> _SOURCE EXCERPT_:
---
The sale of timber within region 6 shall be made in such a manner as not
to result in discriminatory treatment as between different forests in
the region.
(6)(A) The Secretary of the Interior and the Secretary of
Agriculture shall publish final rules for the implementation of this
subsection in the Federal Register within ninety days after October 16,
1984.
(B) Such final rules shall require purchasers to submit buy-out
requests to the appropriate Secretary within ninety days after the
publication of such rules.
(7)(A) For purposes only of determining a purchaser's buy-out
limitation under paragraph (2) and net worth in connection with buy-out
cost under paragraph (3), concerns which are affiliates as defined under
subparagraph (B) of this paragraph shall be treated as a single entity.
(B) Definition of affiliates: Concerns are affiliates of each other
when either directly or indirectly, one concern controls or has the
power to control the other, or a third party or parties controls or has
the power to control both. In determining whether or not affiliation
exists, consideration shall be given to all appropriate factors,
including, but not limited to, common ownership, common management, and
contractual relationships.
(C) Definition of purchaser: For the purposes of this Act, a
purchaser is the holder of a contract to purchase timber from the
Secretary of Agriculture or the Secretary of the Interior.
(b) Extension of time for performance of contracts; covered contracts;
damages for default
(1) Timber contracts bid prior to January 1, 1982, not bought out
pursuant to subsection (a) of this section and included in the
President's program of July 28, 1983, shall not be subject to any
further extension of time for performance except as permitted under the
President's program of July 28, 1983, as implemented by the Secretary of
Agriculture and the Secretary of the Interior, providing for the
extension of certain timber sale contracts and requiring the phased
harvesting of such extended contracts, which program is hereby ratified
except as modified by paragraph (2).
---
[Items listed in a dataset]
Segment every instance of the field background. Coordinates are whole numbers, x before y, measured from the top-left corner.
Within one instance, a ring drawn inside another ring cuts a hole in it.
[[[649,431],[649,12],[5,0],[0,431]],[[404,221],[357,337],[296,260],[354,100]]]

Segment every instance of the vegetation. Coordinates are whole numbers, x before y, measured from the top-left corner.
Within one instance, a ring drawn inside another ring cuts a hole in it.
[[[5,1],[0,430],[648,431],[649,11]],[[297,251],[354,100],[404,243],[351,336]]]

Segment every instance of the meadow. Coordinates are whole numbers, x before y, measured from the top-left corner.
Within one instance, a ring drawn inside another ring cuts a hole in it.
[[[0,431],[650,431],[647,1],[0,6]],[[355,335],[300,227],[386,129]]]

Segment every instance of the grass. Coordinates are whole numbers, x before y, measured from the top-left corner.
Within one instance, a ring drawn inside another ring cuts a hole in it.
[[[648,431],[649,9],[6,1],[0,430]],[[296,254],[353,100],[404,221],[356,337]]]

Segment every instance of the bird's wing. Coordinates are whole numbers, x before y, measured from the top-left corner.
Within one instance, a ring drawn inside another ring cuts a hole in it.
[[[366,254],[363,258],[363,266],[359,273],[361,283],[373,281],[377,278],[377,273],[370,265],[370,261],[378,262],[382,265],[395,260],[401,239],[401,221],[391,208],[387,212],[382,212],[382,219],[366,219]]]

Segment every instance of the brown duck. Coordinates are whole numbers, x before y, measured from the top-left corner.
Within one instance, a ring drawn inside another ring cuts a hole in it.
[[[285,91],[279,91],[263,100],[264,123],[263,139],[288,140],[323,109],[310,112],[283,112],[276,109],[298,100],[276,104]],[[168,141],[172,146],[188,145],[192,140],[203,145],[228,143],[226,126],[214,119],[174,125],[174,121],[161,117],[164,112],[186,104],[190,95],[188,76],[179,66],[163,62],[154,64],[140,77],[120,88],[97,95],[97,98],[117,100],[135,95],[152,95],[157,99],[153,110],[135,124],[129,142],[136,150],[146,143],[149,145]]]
---
> _EXERCISES TO COMPLETE_:
A. Output the portion of the timber contract provisions that begins at the words that have "(6)(A) The Secretary" and stops after "of such rules.".
B. Finish out the next part of the timber contract provisions, picking up right after its last sentence.
These records were drawn from a different source than the text above them.

> _ANSWERS PER TASK_:
A.
(6)(A) The Secretary of the Interior and the Secretary of
Agriculture shall publish final rules for the implementation of this
subsection in the Federal Register within ninety days after October 16,
1984.
(B) Such final rules shall require purchasers to submit buy-out
requests to the appropriate Secretary within ninety days after the
publication of such rules.

B.
(2) Notwithstanding any other provision of law, timber contracts
extended pursuant to the President's program of July 28, 1983, as
implemented by the Secretary of Agriculture shall not be subject to
inclusion of additional provisions for calculating damages for default.
(c) Monitoring of bidding patterns on timber sale contracts;
discouragement of bids; reporting requirements
The Secretary of Agriculture and the Secretary of the Interior shall
monitor bidding patterns on timber sale contracts and take action to
discourage bidding at such a rate as would indicate that the bidder, if
awarded the contract, would be unable to perform the obligations as
required, or that the bid is otherwise for the purpose of speculation.
Each Secretary shall include in the annual report to Congress
information concerning actions taken under this subsection.
(d) Cash down-payment and periodic payments for contracts; effective
date
Effective January 1, 1985, in any contract for the sale of timber
from the National Forests, the Secretary of Agriculture shall require a
cash down-payment at the time the contract is executed and periodic
payments to be made over the remaining period of the contract.
(Pub. L. 98-478, Sec. 2, Oct. 16, 1984, 98 Stat. 2213.)
References in Text
This Act, referred to in subsec. (a)(4)(B), (7)(C), is Pub. L. 98-
478, Oct. 16, 1984, 98 Stat. 2213, which enacted sections 539f, 618, and
619 of this title and provisions set out as a note under this section.
For complete classification of this Act to the Code, see Short Title
note below and Tables.
Short Title
Section 1 of Pub. L. 98-478 provided: ``That this Act [enacting this
section and sections 539f and 619 of this title] may be cited as
`Federal Timber Contract Payment Modification Act'.''
Administrative Appeals of Timber Sales
Pub. L. 99-500, Sec. 101(h) [title III, Sec. 320], Oct. 18, 1986,
100 Stat. 1783-242, 1783-286, and Pub. L. 99-591, Sec. 101(h) [title
III, Sec. 320], Oct. 30, 1986, 100 Stat. 3341-242, 3341-287, provided
that: ``To assure that National Forest and Bureau of Land Management
timber included in sales defaulted by the purchaser, or returned under
the Federal Timber Contract Payment Modification Act (Public Law 98-478)
[see Short Title note above], is available for resale in a timely
manner, such sales shall be subject only to one level of administrative
appeal. This limitation shall not abridge the right of judicial review.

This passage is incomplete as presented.